EXERCISE DETAILS
Give the entries again exactly, every one of them.
==========
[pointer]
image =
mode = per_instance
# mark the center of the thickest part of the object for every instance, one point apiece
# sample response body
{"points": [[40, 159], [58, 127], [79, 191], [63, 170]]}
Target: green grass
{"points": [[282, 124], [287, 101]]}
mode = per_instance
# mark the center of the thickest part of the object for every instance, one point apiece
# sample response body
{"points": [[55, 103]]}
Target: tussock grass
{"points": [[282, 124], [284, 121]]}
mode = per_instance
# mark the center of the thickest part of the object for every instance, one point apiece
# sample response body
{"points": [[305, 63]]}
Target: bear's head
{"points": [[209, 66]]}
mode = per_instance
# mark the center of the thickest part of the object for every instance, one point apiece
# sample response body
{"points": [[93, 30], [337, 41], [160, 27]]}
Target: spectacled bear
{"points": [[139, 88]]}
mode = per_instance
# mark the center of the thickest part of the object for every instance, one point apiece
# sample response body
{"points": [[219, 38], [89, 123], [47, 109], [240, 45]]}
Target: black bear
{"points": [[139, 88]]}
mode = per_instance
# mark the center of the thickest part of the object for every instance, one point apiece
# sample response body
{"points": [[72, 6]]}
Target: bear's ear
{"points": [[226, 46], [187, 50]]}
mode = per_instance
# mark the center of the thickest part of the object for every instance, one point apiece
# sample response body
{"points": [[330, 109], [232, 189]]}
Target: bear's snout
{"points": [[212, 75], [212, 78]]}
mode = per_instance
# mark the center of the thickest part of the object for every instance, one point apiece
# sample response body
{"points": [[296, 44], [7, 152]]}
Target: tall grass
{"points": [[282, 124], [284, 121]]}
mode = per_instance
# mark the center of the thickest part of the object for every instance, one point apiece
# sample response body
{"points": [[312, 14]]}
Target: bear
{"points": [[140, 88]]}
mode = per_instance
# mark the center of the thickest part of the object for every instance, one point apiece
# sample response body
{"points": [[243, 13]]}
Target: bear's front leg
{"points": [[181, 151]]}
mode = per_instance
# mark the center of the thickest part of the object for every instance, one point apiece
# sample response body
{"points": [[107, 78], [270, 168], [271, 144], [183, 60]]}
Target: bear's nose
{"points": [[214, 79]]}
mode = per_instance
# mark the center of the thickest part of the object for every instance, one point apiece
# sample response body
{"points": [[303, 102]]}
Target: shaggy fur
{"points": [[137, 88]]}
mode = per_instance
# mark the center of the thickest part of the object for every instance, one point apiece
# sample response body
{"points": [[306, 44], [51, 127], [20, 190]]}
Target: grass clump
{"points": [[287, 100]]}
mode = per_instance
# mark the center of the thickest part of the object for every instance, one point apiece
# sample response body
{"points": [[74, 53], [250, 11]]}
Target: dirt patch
==========
THE COMPLETED TASK
[pointer]
image =
mode = per_instance
# mark the center of the thickest part of the object for every instance, one point apiece
# sample response body
{"points": [[40, 159], [58, 127], [79, 191], [63, 170]]}
Target: green grass
{"points": [[282, 124], [287, 101]]}
mode = per_instance
# mark the center of the thickest part of the object for every instance, one point apiece
# sample response body
{"points": [[55, 103]]}
Target: tussock grass
{"points": [[282, 124], [284, 121]]}
mode = per_instance
# mark the center of the thickest part of the object for every instance, one point apiece
# sample response body
{"points": [[305, 63]]}
Target: bear's head
{"points": [[209, 66]]}
mode = per_instance
# mark the center of the thickest part of the object for every instance, one point apiece
# sample response body
{"points": [[93, 30], [337, 41], [160, 27]]}
Target: spectacled bear
{"points": [[139, 88]]}
mode = per_instance
# mark the center of the thickest part of the object for every instance, one point apiece
# sample response body
{"points": [[219, 38], [89, 123], [47, 109], [240, 45]]}
Target: black bear
{"points": [[139, 88]]}
mode = per_instance
# mark the center of the thickest part of the object for every instance, one point apiece
# sample response body
{"points": [[72, 6]]}
Target: bear's ear
{"points": [[226, 46], [187, 50]]}
mode = per_instance
# mark the center of the thickest part of the object for every instance, one point apiece
# sample response body
{"points": [[330, 109], [232, 189]]}
Target: bear's snout
{"points": [[212, 75], [212, 78]]}
mode = per_instance
# mark the center of the thickest part of the object for every instance, one point apiece
# sample response body
{"points": [[296, 44], [7, 152]]}
Target: tall grass
{"points": [[282, 124], [284, 121]]}
mode = per_instance
# mark the center of the thickest part of the object for every instance, one point apiece
# sample response body
{"points": [[312, 14]]}
Target: bear
{"points": [[140, 88]]}
mode = per_instance
# mark the center of the thickest part of the object for every instance, one point apiece
# sample response body
{"points": [[243, 13]]}
Target: bear's front leg
{"points": [[181, 151]]}
mode = per_instance
# mark the center of the thickest part of the object for every instance, one point apiece
# sample response body
{"points": [[107, 78], [270, 168], [271, 144], [183, 60]]}
Target: bear's nose
{"points": [[214, 79]]}
mode = per_instance
# mark the center of the thickest part of the object for every instance, one point apiece
# sample response body
{"points": [[303, 102]]}
Target: shaggy fur
{"points": [[137, 88]]}
mode = per_instance
# mark the center of the thickest part of the object for every instance, one point apiece
# sample response body
{"points": [[306, 44], [51, 127], [20, 190]]}
Target: grass clump
{"points": [[287, 100]]}
mode = per_instance
# mark the center of the thickest part of the object for every instance, one point apiece
# sample response body
{"points": [[74, 53], [250, 11]]}
Target: dirt patch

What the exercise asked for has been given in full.